**DATA EXCERPTS**
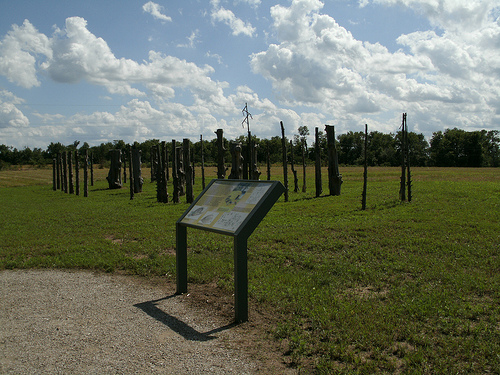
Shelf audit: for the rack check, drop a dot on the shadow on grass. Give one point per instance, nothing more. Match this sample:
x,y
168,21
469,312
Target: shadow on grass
x,y
176,325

**WHAT NEEDS TO BE DONE**
In your copy, reproduce the data above exactly and skip every picture.

**SOLVED PROBLEM**
Shelf audit: for the rack check, drop a dot on the shadow on grass. Give one point per instance, nothing more. Match this sample:
x,y
168,21
469,312
Target: shadow on grass
x,y
176,325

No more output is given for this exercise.